Your instructions ::
Repeat exactly the lines below from the line that contains "of the shadow" to the last line, inclusive, without the pictures.
## START
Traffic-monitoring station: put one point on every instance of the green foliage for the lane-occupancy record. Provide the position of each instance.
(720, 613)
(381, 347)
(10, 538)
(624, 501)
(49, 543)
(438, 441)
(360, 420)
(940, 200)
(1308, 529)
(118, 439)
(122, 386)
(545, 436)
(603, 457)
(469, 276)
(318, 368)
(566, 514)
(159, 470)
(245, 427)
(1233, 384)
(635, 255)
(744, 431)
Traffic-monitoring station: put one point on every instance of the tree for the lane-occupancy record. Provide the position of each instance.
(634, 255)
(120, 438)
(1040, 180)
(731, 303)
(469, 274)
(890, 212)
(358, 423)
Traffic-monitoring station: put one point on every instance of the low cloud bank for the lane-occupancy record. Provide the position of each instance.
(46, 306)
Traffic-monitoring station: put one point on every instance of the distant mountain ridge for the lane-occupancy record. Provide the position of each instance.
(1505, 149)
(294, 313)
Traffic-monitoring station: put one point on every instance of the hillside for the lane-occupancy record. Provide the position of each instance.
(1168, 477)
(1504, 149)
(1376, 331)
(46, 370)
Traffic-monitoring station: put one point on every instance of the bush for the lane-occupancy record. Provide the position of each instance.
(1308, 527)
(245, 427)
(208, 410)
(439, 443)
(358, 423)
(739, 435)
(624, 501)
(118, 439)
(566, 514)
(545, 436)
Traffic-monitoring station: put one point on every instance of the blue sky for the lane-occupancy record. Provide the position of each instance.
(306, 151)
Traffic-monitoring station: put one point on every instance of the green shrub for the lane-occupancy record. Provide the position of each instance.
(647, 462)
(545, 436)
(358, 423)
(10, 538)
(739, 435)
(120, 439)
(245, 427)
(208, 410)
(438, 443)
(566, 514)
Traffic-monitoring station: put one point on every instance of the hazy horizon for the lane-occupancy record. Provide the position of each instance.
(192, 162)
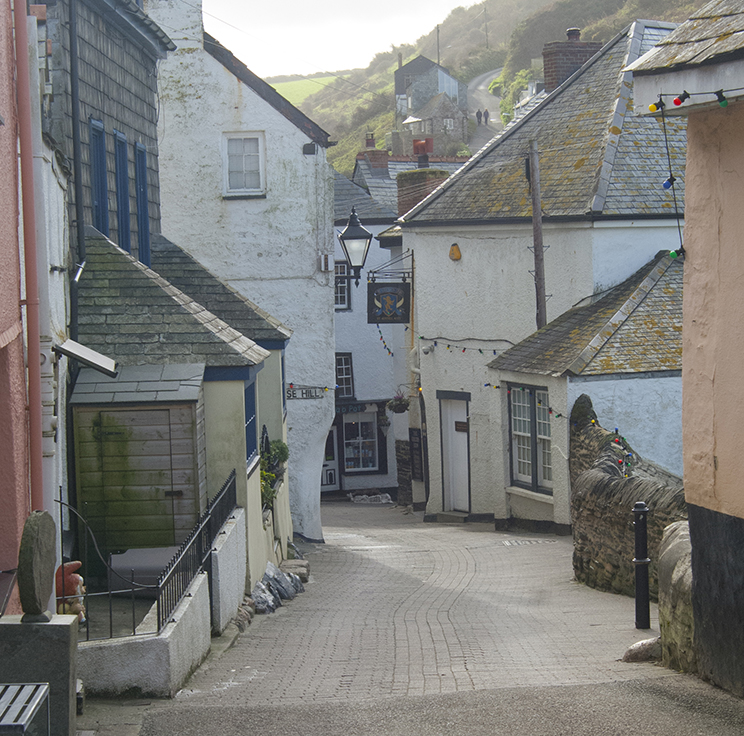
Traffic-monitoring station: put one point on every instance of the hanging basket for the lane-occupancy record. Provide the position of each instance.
(398, 404)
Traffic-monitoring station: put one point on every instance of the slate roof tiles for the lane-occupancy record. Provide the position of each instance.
(635, 327)
(596, 158)
(130, 313)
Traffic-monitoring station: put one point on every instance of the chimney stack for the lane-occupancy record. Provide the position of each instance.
(562, 58)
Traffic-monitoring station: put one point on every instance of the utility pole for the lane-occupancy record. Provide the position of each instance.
(541, 316)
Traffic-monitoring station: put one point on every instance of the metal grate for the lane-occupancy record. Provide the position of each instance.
(20, 703)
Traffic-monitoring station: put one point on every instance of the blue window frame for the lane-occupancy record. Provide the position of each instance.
(98, 185)
(143, 215)
(251, 435)
(122, 190)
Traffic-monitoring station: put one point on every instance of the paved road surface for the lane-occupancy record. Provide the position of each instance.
(409, 628)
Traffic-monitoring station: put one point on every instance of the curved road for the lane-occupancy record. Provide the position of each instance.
(412, 629)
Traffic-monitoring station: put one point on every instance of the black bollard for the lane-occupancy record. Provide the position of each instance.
(641, 562)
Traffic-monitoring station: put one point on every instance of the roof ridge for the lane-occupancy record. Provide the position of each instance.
(510, 130)
(239, 343)
(618, 319)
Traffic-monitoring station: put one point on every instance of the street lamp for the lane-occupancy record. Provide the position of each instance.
(355, 241)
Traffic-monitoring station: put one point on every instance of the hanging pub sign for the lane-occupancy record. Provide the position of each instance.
(388, 302)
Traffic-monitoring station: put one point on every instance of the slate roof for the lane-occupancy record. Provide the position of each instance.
(137, 383)
(713, 34)
(347, 194)
(596, 158)
(381, 182)
(264, 90)
(635, 327)
(189, 276)
(130, 313)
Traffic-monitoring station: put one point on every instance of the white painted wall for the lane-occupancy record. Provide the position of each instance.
(268, 248)
(646, 411)
(375, 374)
(486, 301)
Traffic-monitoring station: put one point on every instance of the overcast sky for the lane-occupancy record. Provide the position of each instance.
(293, 37)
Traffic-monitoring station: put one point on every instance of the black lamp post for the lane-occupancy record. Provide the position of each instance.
(355, 241)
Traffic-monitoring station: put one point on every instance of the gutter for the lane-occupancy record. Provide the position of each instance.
(33, 338)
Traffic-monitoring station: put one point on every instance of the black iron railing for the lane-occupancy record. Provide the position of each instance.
(195, 553)
(193, 556)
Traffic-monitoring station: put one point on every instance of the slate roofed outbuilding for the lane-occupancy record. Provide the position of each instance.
(713, 34)
(130, 313)
(264, 90)
(189, 276)
(635, 327)
(597, 160)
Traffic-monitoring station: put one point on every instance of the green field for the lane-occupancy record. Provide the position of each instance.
(298, 90)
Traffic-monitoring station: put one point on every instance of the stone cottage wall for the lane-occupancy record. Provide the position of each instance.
(601, 506)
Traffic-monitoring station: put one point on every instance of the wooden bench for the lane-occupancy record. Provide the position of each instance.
(19, 705)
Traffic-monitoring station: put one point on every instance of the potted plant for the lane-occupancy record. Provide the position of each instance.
(398, 404)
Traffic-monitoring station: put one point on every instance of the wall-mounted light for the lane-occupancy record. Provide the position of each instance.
(355, 241)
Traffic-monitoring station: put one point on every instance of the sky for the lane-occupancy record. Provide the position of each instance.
(294, 37)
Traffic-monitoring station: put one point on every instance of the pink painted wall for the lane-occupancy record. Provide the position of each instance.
(713, 307)
(14, 486)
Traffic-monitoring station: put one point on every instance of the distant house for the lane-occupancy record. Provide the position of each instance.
(624, 350)
(698, 72)
(256, 209)
(441, 120)
(420, 80)
(605, 214)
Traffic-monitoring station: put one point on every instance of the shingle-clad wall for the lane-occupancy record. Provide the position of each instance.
(118, 86)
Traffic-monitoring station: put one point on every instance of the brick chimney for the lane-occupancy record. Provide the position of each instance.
(562, 58)
(416, 184)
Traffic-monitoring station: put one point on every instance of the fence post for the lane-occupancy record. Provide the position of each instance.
(641, 562)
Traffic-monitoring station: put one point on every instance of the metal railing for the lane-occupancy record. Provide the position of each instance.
(195, 553)
(193, 556)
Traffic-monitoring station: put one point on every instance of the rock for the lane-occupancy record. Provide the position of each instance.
(37, 559)
(648, 650)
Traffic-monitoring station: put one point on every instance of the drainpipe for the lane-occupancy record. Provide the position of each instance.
(33, 339)
(77, 170)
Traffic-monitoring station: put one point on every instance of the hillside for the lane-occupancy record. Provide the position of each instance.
(362, 100)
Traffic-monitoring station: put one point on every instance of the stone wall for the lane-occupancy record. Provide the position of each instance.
(602, 498)
(403, 459)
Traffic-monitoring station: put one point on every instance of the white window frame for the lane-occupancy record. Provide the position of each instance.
(530, 438)
(361, 454)
(260, 190)
(342, 286)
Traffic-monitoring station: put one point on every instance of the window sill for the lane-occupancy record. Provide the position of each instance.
(544, 497)
(244, 196)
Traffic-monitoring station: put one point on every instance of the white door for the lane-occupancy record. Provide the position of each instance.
(456, 473)
(329, 477)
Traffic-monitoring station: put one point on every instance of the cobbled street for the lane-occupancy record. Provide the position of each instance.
(410, 628)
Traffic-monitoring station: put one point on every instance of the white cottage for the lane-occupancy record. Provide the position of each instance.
(246, 190)
(605, 214)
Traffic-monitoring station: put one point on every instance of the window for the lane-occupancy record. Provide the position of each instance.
(122, 190)
(344, 376)
(244, 164)
(531, 458)
(98, 183)
(251, 436)
(343, 282)
(360, 442)
(143, 212)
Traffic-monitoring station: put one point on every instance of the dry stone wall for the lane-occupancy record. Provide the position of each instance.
(602, 499)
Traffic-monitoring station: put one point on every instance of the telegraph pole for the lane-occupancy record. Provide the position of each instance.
(541, 314)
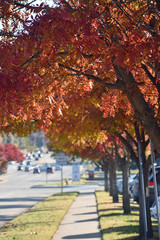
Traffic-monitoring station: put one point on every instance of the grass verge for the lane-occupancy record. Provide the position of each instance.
(41, 221)
(114, 224)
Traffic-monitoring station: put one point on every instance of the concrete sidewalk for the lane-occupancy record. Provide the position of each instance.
(81, 221)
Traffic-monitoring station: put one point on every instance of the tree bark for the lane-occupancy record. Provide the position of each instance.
(143, 112)
(106, 187)
(114, 184)
(126, 195)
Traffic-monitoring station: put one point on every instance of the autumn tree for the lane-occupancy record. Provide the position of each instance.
(111, 48)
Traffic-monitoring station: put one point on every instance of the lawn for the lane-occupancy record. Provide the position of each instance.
(114, 224)
(41, 221)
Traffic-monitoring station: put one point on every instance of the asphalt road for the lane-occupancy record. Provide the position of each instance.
(21, 190)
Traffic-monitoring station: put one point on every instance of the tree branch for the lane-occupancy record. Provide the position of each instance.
(117, 85)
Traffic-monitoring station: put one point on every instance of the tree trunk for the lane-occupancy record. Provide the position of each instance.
(106, 179)
(147, 208)
(126, 195)
(114, 183)
(111, 181)
(143, 112)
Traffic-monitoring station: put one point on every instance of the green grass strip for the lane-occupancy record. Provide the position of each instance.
(41, 221)
(114, 224)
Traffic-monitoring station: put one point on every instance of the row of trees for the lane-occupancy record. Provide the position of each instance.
(8, 153)
(88, 73)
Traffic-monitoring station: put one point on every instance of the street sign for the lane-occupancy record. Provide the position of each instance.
(61, 158)
(75, 172)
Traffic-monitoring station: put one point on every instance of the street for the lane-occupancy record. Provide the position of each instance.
(21, 190)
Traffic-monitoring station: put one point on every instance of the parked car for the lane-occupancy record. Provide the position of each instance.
(20, 168)
(36, 170)
(91, 174)
(28, 168)
(36, 158)
(153, 209)
(21, 163)
(49, 170)
(97, 169)
(120, 183)
(135, 186)
(58, 167)
(28, 163)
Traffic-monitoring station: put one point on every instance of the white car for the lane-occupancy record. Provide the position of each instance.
(120, 183)
(153, 209)
(58, 167)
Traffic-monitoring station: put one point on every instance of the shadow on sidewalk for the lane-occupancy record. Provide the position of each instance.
(83, 236)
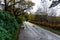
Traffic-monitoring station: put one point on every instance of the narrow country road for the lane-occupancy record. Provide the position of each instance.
(34, 32)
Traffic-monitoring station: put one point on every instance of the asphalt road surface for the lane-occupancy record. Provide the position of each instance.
(34, 32)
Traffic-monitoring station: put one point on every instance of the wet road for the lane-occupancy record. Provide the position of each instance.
(34, 32)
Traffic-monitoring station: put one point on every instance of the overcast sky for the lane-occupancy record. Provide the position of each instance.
(38, 4)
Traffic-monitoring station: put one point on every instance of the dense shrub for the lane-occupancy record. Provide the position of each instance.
(8, 25)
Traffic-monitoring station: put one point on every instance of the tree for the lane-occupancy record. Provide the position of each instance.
(54, 3)
(17, 6)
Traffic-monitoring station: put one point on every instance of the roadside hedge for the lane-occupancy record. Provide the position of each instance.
(8, 25)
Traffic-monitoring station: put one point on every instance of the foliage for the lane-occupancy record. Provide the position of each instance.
(16, 7)
(8, 25)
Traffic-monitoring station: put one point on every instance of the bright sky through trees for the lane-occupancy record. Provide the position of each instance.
(48, 3)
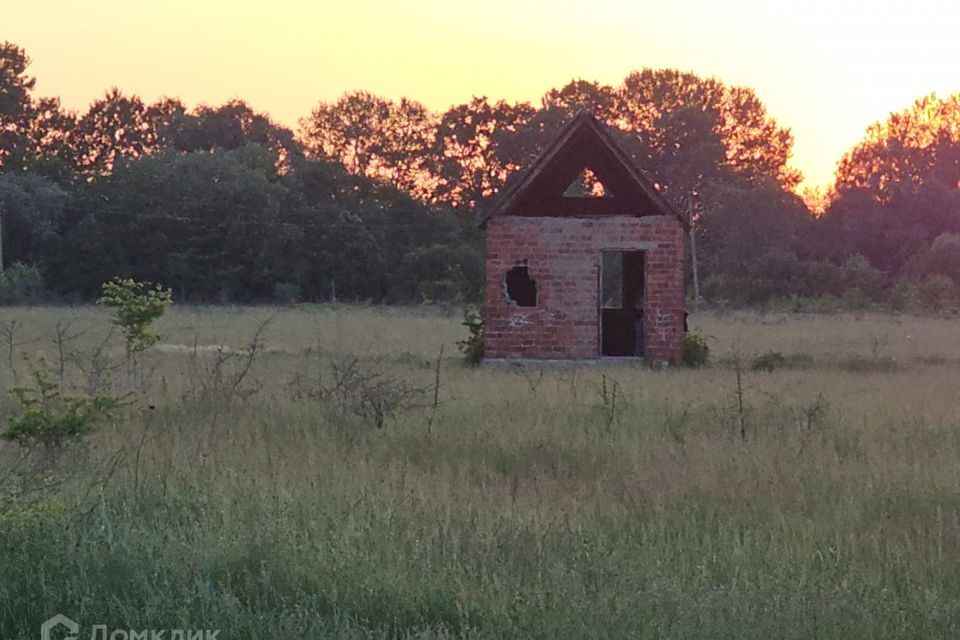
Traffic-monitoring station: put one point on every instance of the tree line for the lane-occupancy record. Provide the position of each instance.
## END
Task output ::
Traffic-monitoring station: put one point on every instance of the shadow on sidewalk for the lane-occupancy record. Provide the position of each instance.
(83, 236)
Traffic-monitoring station: put one point on every instance of the narrow country road for the lane-occupancy record. Provide the position of each instance.
(34, 32)
Traffic-monitoring station: put one point on every instance of the asphalt road surface for the lane-occupancy record. Provide the position of each instance.
(34, 32)
Traffic-monitoring station: put one point on every instance of the wet road for the lane-occupancy record. Provide the position of each instance.
(34, 32)
Traffic-monitoring station: put one point on every instance of the overcast sky for the lane-occupancy record. Provide the position of each instance.
(38, 4)
Traffic-monitoring station: put one point on every instance of the dense shrub for the lane-occupancy record. Provide the position of each instance.
(8, 25)
Traffic-monitoring station: put one point on every instance of the tree for the lane-occupancy record. Provide the position of each instance.
(54, 3)
(17, 6)
Traffic-monitoring station: put one point on every instance of the roadside hedge for the lane-occupancy record. Provide the position of each instance.
(8, 25)
Traffic-monitoring station: put one point on every instance of the foliage for the lane-occupancy record. Provide the position of each instance.
(16, 7)
(8, 25)
Traffic-monitoring station: put one point on every instance of the bright sky through trees for the lane-occupancy record. Provide the position of each instance.
(48, 3)
Traffic-monitoring station: put one point on every instance of the tree line for the lane-occupancy record. Provide the position of each instance.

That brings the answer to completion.